(Beginning of Material provided)

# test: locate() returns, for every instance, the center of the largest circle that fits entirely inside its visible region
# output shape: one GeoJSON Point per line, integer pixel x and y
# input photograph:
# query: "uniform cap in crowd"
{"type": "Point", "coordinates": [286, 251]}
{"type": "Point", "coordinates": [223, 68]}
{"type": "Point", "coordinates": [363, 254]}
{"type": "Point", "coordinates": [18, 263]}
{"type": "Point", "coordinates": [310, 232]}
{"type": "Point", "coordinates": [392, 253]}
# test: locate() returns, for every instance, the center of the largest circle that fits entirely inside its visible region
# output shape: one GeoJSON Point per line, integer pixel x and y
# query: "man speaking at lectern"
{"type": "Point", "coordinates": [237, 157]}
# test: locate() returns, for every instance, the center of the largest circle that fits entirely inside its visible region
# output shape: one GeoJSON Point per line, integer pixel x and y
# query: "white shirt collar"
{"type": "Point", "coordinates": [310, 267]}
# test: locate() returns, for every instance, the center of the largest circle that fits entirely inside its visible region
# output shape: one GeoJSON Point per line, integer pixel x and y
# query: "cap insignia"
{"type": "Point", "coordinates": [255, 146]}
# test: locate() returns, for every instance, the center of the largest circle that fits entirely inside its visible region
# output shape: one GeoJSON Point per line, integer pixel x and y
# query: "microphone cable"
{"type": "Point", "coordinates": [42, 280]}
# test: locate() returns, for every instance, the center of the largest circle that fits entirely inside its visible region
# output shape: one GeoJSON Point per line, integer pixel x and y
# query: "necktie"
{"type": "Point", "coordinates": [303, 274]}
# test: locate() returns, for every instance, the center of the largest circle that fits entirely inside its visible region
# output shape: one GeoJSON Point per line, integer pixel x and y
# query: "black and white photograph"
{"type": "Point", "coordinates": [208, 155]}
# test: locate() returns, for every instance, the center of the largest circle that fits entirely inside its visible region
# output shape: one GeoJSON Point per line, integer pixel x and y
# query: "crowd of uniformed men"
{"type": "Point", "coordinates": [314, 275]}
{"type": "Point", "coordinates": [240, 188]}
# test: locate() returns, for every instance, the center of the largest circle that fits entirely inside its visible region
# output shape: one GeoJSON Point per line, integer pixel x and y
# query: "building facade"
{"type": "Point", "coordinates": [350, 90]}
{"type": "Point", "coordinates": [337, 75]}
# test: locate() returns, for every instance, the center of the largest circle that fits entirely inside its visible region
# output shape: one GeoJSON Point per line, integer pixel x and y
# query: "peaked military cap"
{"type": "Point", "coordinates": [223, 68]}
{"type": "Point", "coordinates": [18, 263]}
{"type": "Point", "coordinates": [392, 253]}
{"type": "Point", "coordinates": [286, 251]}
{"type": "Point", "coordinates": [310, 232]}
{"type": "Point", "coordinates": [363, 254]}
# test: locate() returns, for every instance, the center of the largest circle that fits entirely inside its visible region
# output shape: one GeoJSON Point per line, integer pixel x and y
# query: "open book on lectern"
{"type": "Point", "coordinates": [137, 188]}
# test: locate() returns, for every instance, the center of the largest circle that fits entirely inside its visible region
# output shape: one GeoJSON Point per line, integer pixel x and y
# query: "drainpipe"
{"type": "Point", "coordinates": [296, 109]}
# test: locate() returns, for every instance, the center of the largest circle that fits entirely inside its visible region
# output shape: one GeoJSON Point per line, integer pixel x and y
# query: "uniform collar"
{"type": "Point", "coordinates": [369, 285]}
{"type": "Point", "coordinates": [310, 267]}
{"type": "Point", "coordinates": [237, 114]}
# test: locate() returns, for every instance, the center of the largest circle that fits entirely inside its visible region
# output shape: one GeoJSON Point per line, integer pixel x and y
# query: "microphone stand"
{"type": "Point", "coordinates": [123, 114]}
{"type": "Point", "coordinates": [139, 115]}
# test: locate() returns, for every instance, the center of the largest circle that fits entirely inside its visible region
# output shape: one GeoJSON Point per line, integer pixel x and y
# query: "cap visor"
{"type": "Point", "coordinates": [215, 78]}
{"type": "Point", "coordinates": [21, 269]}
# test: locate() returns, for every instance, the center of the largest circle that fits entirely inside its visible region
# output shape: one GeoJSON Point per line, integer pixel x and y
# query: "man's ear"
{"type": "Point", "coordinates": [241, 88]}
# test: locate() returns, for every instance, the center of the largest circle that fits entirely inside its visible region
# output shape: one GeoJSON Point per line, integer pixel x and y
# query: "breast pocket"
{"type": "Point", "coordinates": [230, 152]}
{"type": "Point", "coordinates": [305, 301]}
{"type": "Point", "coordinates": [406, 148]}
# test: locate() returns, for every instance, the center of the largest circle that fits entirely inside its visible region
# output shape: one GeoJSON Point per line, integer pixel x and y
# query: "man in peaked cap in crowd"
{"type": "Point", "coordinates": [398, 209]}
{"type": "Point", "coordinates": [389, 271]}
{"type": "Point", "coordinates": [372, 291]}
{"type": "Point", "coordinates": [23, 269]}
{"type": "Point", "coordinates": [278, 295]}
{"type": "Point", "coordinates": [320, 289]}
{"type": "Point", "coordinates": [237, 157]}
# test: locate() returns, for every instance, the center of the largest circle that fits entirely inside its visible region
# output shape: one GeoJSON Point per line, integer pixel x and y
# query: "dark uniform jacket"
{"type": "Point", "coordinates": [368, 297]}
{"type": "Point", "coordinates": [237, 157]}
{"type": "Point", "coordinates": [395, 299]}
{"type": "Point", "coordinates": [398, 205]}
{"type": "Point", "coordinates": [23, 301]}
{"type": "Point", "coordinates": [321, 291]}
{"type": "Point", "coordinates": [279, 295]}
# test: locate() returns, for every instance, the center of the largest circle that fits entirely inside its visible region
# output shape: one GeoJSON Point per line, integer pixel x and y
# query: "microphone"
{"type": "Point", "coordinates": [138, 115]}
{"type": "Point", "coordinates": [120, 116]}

(End of Material provided)

> [Work instructions] Set down all of the entries exactly, please.

> [Expected output]
# test: locate() returns, for every instance, the center of the largest circle that fits entirely inside its visible region
# output shape: one GeoJSON Point per line, integer pixel x and y
# input photograph:
# query: "uniform cap in crowd"
{"type": "Point", "coordinates": [286, 251]}
{"type": "Point", "coordinates": [223, 68]}
{"type": "Point", "coordinates": [363, 254]}
{"type": "Point", "coordinates": [18, 263]}
{"type": "Point", "coordinates": [310, 232]}
{"type": "Point", "coordinates": [392, 253]}
# test: locate() returns, for every instance, the center of the largest circle that fits entirely inside its visible region
# output shape: one GeoJSON Point per line, integer pixel x and y
# query: "man speaking at lectern"
{"type": "Point", "coordinates": [237, 157]}
# test: locate() returns, for every instance, the center of the largest circle that fits entirely inside its visible region
# output shape: one GeoJSON Point per line, integer pixel x and y
# query: "white shirt collar"
{"type": "Point", "coordinates": [310, 267]}
# test: locate() returns, for every instance, the center of the largest circle that fits entirely inside its visible region
# output shape: one GeoJSON Point per line, integer pixel x and y
# query: "cap insignia"
{"type": "Point", "coordinates": [255, 146]}
# test: locate() returns, for every instance, the center of the largest circle that fits entirely inside its visible region
# output shape: one GeoJSON Point per line, integer pixel x and y
# query: "microphone cable"
{"type": "Point", "coordinates": [42, 280]}
# test: locate() returns, for every instance, the center of the largest circle that fits entirely inside its visible region
# output shape: one GeoJSON Point per line, integer pixel x and y
# query: "necktie"
{"type": "Point", "coordinates": [303, 274]}
# test: locate() returns, for every instance, the center of the largest circle that fits entirely inside its visible region
# output shape: one GeoJSON Point per line, integer pixel x and y
# query: "black and white photograph"
{"type": "Point", "coordinates": [208, 155]}
# test: locate() returns, for every instance, the center of the largest circle that fits entirely inside its visible region
# output shape: one GeoJSON Point per line, integer pixel x and y
# query: "crowd of uniformed men"
{"type": "Point", "coordinates": [314, 275]}
{"type": "Point", "coordinates": [240, 188]}
# test: locate() returns, for every instance, the center of the largest circle that fits entirely inside its visible region
# output shape: one GeoJSON Point per line, integer pixel x and y
# query: "building facade"
{"type": "Point", "coordinates": [350, 90]}
{"type": "Point", "coordinates": [337, 75]}
# test: locate() returns, for every instance, the center of the largest circle that fits entirely inside its visible region
# output shape: one GeoJSON Point per line, integer pixel x and y
# query: "peaked military cap"
{"type": "Point", "coordinates": [223, 68]}
{"type": "Point", "coordinates": [18, 263]}
{"type": "Point", "coordinates": [392, 253]}
{"type": "Point", "coordinates": [286, 251]}
{"type": "Point", "coordinates": [310, 232]}
{"type": "Point", "coordinates": [363, 254]}
# test: locate() returns, for every instance, the center of the largest circle that fits entirely inside its visible region
# output shape: one GeoJSON Point per line, integer pixel x and y
# query: "open book on lectern"
{"type": "Point", "coordinates": [137, 188]}
# test: locate() returns, for every instance, the center of the largest circle that fits entirely inside its visible region
# output shape: one GeoJSON Point per line, integer pixel x and y
# query: "drainpipe"
{"type": "Point", "coordinates": [296, 109]}
# test: locate() returns, for every instance, the center of the largest circle that fits entirely inside its visible region
# output shape: one GeoJSON Point per line, integer pixel x and y
# query: "uniform collar"
{"type": "Point", "coordinates": [369, 285]}
{"type": "Point", "coordinates": [310, 267]}
{"type": "Point", "coordinates": [237, 114]}
# test: locate() returns, for every instance, the center of the largest circle that fits entirely inside its visible region
# output shape: one GeoJSON Point per line, integer pixel x and y
# query: "microphone stand"
{"type": "Point", "coordinates": [123, 114]}
{"type": "Point", "coordinates": [139, 115]}
# test: locate() returns, for every instance, the center of the largest circle that fits entirely inside its visible region
# output shape: one GeoJSON Point per line, integer pixel x and y
# query: "cap visor"
{"type": "Point", "coordinates": [215, 78]}
{"type": "Point", "coordinates": [21, 269]}
# test: locate() returns, for every instance, the center of the largest circle that fits entirely inside its visible region
# output shape: one GeoJSON Point per line, integer pixel x and y
# query: "man's ear"
{"type": "Point", "coordinates": [241, 88]}
# test: locate() returns, for every instance, the center of the largest circle that fits entirely inside its visible region
# output shape: one GeoJSON Point per line, integer pixel x and y
# query: "breast pocket"
{"type": "Point", "coordinates": [230, 152]}
{"type": "Point", "coordinates": [305, 301]}
{"type": "Point", "coordinates": [406, 148]}
# test: locate() returns, for every instance, the center of the largest circle that fits entirely inside its visible region
# output shape: one GeoJSON Point per line, integer pixel x and y
# query: "man in peaked cap in crowd"
{"type": "Point", "coordinates": [398, 209]}
{"type": "Point", "coordinates": [389, 271]}
{"type": "Point", "coordinates": [372, 291]}
{"type": "Point", "coordinates": [23, 269]}
{"type": "Point", "coordinates": [278, 295]}
{"type": "Point", "coordinates": [320, 289]}
{"type": "Point", "coordinates": [237, 157]}
# test: locate() returns, for every instance, the center of the largest circle that fits entirely inside its visible region
# output shape: one GeoJSON Point per line, integer pixel x and y
# query: "dark uniform jacket"
{"type": "Point", "coordinates": [368, 297]}
{"type": "Point", "coordinates": [237, 157]}
{"type": "Point", "coordinates": [395, 299]}
{"type": "Point", "coordinates": [398, 205]}
{"type": "Point", "coordinates": [23, 301]}
{"type": "Point", "coordinates": [321, 291]}
{"type": "Point", "coordinates": [279, 295]}
# test: locate() returns, for every instance, the center of the largest circle that fits entirely inside its visible region
# output shape: one GeoJSON Point per line, integer pixel x and y
# query: "microphone"
{"type": "Point", "coordinates": [138, 115]}
{"type": "Point", "coordinates": [120, 116]}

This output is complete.